### EXERCISE AIM
Rewrite every line of the listing, starting at the line that has "Point to the man's elbow" and stopping after the line that has "<point>403,238</point>". Multiply the coordinates on lines that hold only a point by 0.85 and round them to whole numbers, halves up, leaving all other numbers unchanged.

Location labeling records
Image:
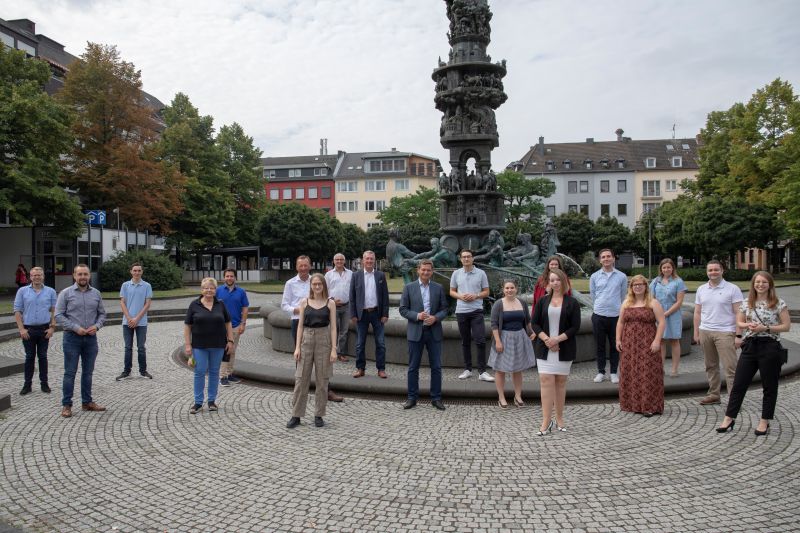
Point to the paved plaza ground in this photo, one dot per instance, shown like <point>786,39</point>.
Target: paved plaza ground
<point>148,465</point>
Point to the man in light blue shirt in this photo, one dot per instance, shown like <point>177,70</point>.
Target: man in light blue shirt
<point>135,296</point>
<point>607,287</point>
<point>34,313</point>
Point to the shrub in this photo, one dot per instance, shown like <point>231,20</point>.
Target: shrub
<point>159,270</point>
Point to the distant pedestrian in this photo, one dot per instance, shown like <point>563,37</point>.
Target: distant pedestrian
<point>369,306</point>
<point>607,287</point>
<point>315,348</point>
<point>556,321</point>
<point>469,285</point>
<point>424,305</point>
<point>639,332</point>
<point>21,276</point>
<point>207,333</point>
<point>669,289</point>
<point>512,351</point>
<point>237,304</point>
<point>762,317</point>
<point>80,312</point>
<point>34,313</point>
<point>135,295</point>
<point>716,304</point>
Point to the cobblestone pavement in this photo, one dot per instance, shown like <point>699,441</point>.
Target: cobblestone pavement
<point>148,465</point>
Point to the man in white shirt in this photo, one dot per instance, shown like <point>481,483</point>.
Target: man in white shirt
<point>715,306</point>
<point>338,281</point>
<point>294,291</point>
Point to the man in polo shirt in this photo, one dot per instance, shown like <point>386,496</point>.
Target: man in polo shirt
<point>80,312</point>
<point>135,297</point>
<point>237,304</point>
<point>294,291</point>
<point>469,285</point>
<point>608,288</point>
<point>338,281</point>
<point>715,329</point>
<point>34,313</point>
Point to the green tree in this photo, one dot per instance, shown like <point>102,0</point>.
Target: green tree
<point>523,196</point>
<point>242,162</point>
<point>34,133</point>
<point>609,232</point>
<point>292,229</point>
<point>416,216</point>
<point>188,143</point>
<point>115,161</point>
<point>574,233</point>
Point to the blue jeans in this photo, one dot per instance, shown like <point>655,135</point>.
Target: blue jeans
<point>83,347</point>
<point>370,318</point>
<point>141,338</point>
<point>36,346</point>
<point>434,348</point>
<point>206,360</point>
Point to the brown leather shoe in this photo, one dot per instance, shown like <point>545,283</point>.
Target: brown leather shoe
<point>333,397</point>
<point>91,406</point>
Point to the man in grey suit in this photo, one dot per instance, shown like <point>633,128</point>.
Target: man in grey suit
<point>369,306</point>
<point>424,306</point>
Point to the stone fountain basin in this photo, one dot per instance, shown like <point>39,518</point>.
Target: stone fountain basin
<point>277,326</point>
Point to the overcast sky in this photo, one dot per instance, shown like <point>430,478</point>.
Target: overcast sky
<point>358,72</point>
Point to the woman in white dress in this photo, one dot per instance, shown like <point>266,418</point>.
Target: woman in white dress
<point>556,321</point>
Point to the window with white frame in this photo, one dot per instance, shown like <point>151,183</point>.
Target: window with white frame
<point>375,185</point>
<point>651,188</point>
<point>347,207</point>
<point>347,186</point>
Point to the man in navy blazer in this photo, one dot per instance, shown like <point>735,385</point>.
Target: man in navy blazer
<point>369,305</point>
<point>424,306</point>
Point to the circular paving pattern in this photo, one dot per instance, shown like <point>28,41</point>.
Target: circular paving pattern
<point>148,465</point>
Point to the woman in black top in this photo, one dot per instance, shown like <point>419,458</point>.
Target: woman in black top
<point>315,348</point>
<point>207,333</point>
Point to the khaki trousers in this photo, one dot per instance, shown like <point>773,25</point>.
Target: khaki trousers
<point>315,351</point>
<point>227,366</point>
<point>719,346</point>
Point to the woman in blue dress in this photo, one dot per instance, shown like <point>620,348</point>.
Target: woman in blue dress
<point>669,289</point>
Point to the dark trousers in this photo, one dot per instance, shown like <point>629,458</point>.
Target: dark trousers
<point>370,318</point>
<point>604,329</point>
<point>472,328</point>
<point>141,339</point>
<point>434,348</point>
<point>36,347</point>
<point>759,354</point>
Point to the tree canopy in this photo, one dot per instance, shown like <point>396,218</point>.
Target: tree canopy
<point>34,133</point>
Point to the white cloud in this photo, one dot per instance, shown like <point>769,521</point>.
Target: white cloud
<point>358,71</point>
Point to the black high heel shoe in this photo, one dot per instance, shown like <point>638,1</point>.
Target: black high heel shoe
<point>727,428</point>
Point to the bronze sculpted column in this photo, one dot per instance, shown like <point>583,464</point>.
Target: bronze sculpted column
<point>469,88</point>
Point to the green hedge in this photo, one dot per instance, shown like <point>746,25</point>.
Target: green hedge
<point>159,270</point>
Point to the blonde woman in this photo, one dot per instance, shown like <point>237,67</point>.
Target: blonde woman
<point>669,289</point>
<point>763,317</point>
<point>640,329</point>
<point>207,333</point>
<point>315,348</point>
<point>556,321</point>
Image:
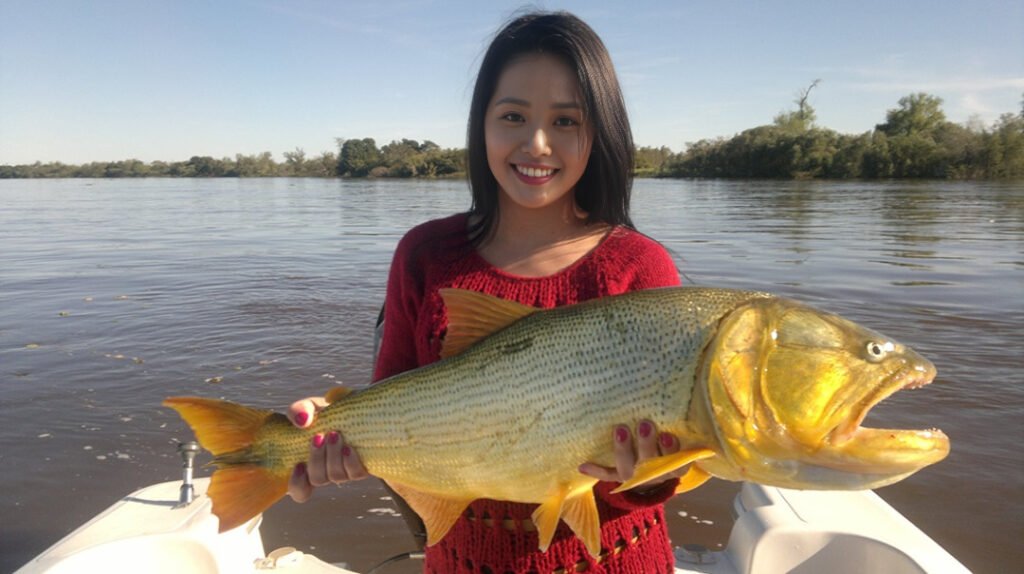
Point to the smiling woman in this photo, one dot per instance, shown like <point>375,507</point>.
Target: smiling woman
<point>538,141</point>
<point>550,162</point>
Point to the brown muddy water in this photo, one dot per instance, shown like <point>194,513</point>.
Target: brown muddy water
<point>115,294</point>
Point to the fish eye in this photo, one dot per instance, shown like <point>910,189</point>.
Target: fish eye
<point>878,350</point>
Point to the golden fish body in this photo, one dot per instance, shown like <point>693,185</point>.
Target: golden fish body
<point>755,387</point>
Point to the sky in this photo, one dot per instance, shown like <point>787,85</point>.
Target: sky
<point>108,80</point>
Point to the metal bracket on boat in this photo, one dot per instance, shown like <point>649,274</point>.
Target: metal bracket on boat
<point>694,554</point>
<point>187,450</point>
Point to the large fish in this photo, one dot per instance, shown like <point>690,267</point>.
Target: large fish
<point>757,388</point>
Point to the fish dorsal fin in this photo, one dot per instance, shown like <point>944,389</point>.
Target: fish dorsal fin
<point>653,468</point>
<point>337,393</point>
<point>438,514</point>
<point>574,503</point>
<point>473,316</point>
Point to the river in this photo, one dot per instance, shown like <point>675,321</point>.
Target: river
<point>115,294</point>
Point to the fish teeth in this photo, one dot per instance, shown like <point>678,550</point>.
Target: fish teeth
<point>534,172</point>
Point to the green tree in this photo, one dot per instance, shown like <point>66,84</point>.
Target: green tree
<point>358,157</point>
<point>801,119</point>
<point>295,163</point>
<point>918,114</point>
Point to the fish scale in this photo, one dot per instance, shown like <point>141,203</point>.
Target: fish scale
<point>511,415</point>
<point>553,413</point>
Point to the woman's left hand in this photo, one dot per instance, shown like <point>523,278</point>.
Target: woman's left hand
<point>649,443</point>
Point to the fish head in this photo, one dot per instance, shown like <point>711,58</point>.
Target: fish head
<point>787,388</point>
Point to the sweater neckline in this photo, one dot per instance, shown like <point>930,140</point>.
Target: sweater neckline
<point>568,269</point>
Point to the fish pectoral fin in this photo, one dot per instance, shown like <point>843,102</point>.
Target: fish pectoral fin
<point>653,468</point>
<point>473,316</point>
<point>694,477</point>
<point>438,513</point>
<point>573,502</point>
<point>337,393</point>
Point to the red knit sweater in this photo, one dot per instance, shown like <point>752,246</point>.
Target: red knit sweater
<point>498,536</point>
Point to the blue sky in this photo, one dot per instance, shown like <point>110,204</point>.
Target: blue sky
<point>85,81</point>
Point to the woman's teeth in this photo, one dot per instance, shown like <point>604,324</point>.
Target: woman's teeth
<point>534,172</point>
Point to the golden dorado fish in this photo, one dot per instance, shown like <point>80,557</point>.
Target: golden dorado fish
<point>757,388</point>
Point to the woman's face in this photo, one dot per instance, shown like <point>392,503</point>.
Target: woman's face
<point>537,137</point>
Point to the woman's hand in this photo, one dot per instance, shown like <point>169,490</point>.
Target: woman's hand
<point>331,460</point>
<point>649,443</point>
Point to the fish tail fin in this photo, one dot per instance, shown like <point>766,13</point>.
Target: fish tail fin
<point>245,483</point>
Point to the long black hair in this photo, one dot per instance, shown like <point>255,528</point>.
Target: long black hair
<point>603,190</point>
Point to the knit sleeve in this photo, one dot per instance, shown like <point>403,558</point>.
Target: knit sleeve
<point>656,269</point>
<point>397,352</point>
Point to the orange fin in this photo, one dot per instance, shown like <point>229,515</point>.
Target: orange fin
<point>240,492</point>
<point>243,486</point>
<point>438,514</point>
<point>220,426</point>
<point>473,316</point>
<point>580,513</point>
<point>694,477</point>
<point>337,393</point>
<point>573,503</point>
<point>653,468</point>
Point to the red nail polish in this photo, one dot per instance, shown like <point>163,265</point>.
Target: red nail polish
<point>668,440</point>
<point>622,435</point>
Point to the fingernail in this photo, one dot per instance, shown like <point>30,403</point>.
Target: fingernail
<point>622,435</point>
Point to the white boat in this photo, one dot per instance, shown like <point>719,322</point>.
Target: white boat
<point>776,530</point>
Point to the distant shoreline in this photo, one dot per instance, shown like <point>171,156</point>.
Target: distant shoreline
<point>914,142</point>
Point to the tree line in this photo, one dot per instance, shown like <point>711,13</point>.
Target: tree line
<point>914,141</point>
<point>355,158</point>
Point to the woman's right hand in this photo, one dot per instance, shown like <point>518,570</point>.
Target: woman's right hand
<point>331,460</point>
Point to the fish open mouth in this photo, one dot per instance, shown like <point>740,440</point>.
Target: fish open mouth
<point>887,450</point>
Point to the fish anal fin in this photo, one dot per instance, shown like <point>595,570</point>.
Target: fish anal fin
<point>574,503</point>
<point>653,468</point>
<point>694,477</point>
<point>337,393</point>
<point>580,513</point>
<point>546,518</point>
<point>241,492</point>
<point>473,316</point>
<point>438,514</point>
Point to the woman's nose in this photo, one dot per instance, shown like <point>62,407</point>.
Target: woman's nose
<point>538,144</point>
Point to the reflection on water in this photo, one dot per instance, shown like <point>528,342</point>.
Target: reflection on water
<point>116,294</point>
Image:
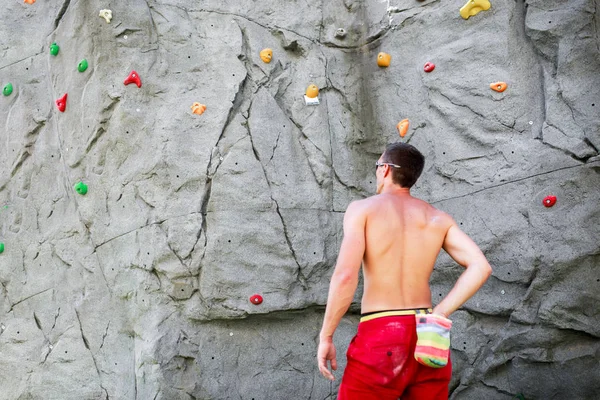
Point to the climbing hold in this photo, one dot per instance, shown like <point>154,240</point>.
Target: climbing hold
<point>198,108</point>
<point>549,201</point>
<point>106,14</point>
<point>62,103</point>
<point>384,59</point>
<point>498,86</point>
<point>7,89</point>
<point>312,91</point>
<point>54,49</point>
<point>340,33</point>
<point>473,7</point>
<point>82,66</point>
<point>402,127</point>
<point>311,97</point>
<point>133,78</point>
<point>266,55</point>
<point>80,188</point>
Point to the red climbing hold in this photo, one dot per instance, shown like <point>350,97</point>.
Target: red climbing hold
<point>62,103</point>
<point>549,201</point>
<point>133,77</point>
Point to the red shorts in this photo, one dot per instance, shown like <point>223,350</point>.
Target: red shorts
<point>381,364</point>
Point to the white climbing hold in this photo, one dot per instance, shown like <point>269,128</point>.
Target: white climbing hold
<point>107,15</point>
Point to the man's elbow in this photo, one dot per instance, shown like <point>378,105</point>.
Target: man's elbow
<point>345,278</point>
<point>486,270</point>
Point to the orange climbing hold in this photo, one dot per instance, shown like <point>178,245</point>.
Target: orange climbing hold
<point>473,7</point>
<point>498,86</point>
<point>198,108</point>
<point>312,91</point>
<point>256,299</point>
<point>384,59</point>
<point>402,127</point>
<point>266,55</point>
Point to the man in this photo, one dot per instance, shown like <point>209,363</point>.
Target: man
<point>397,237</point>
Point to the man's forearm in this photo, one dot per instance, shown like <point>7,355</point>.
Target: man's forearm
<point>466,286</point>
<point>341,293</point>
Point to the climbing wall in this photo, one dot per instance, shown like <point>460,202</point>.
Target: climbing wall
<point>172,188</point>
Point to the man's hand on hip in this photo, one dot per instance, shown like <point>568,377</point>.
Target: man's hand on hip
<point>327,353</point>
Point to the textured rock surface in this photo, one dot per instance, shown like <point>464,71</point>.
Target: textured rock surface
<point>140,288</point>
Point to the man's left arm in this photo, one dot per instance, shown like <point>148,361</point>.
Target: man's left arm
<point>344,282</point>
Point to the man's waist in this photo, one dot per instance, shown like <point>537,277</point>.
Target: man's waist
<point>368,316</point>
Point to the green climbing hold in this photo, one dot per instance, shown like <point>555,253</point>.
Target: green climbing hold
<point>82,66</point>
<point>81,188</point>
<point>54,49</point>
<point>7,89</point>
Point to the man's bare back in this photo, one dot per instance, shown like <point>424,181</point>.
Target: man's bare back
<point>403,238</point>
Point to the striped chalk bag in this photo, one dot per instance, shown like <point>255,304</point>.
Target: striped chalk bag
<point>433,340</point>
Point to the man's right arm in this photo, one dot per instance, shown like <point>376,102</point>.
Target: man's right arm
<point>466,253</point>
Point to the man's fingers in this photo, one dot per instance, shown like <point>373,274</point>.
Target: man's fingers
<point>323,368</point>
<point>326,373</point>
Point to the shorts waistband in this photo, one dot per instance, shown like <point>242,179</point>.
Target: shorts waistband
<point>392,313</point>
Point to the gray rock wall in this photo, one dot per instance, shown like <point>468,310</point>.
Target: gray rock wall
<point>140,289</point>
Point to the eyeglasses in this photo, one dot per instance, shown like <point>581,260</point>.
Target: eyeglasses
<point>378,164</point>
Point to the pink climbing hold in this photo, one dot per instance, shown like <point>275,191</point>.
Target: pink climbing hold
<point>133,77</point>
<point>549,201</point>
<point>62,103</point>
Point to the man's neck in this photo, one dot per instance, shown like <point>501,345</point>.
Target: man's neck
<point>395,190</point>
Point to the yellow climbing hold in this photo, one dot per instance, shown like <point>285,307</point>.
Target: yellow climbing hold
<point>473,7</point>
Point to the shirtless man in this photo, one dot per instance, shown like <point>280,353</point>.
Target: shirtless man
<point>397,237</point>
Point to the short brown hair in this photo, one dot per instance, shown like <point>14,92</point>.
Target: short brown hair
<point>410,160</point>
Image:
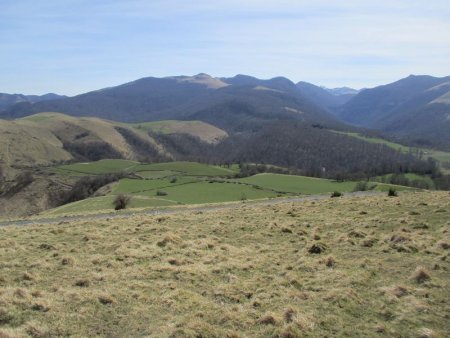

### OUTPUT FOR THIS EXERCISE
Point to the man's elbow in this photo, one dot per instance, shown like <point>378,105</point>.
Target: man's elbow
<point>293,236</point>
<point>413,230</point>
Point to the orange climbing hold in this photo, one dot per instance, shown like <point>178,245</point>.
Target: orange climbing hold
<point>402,6</point>
<point>423,73</point>
<point>168,92</point>
<point>265,77</point>
<point>218,254</point>
<point>326,50</point>
<point>342,108</point>
<point>226,47</point>
Point to the man in this photo, one dot per instance, shown like <point>209,363</point>.
Target: man
<point>337,201</point>
Point to the man's forearm in this photo, one dot per instance, shown like <point>7,355</point>.
Target: man's forearm
<point>396,243</point>
<point>290,249</point>
Point to the climbing wall in this photo, one dot per instance, shown like <point>460,202</point>.
Target: climbing wall
<point>146,160</point>
Point to the man's hand on hip in this photo, one dot per instance, shown like <point>568,377</point>.
Target: man's hand on hip
<point>278,300</point>
Point to the textured rock surface in this photo, one dot per instance, shown like <point>464,71</point>.
Target: textured rock surface
<point>119,245</point>
Point to the man's left arm in this photo, one dot per instance, shown like <point>148,361</point>.
Target: man's left arm
<point>292,240</point>
Point to the man's waist in this photo, one dot per instance, shown like <point>537,277</point>.
Target: man's waist
<point>313,269</point>
Point to the green climbing hold in this photo, one dot per instance, shown like <point>555,253</point>.
Target: green climbing hold
<point>70,56</point>
<point>69,160</point>
<point>46,42</point>
<point>6,76</point>
Point to the man's bare back in this photo, one dot per instance, shown like <point>424,181</point>.
Target: man's bare back
<point>343,202</point>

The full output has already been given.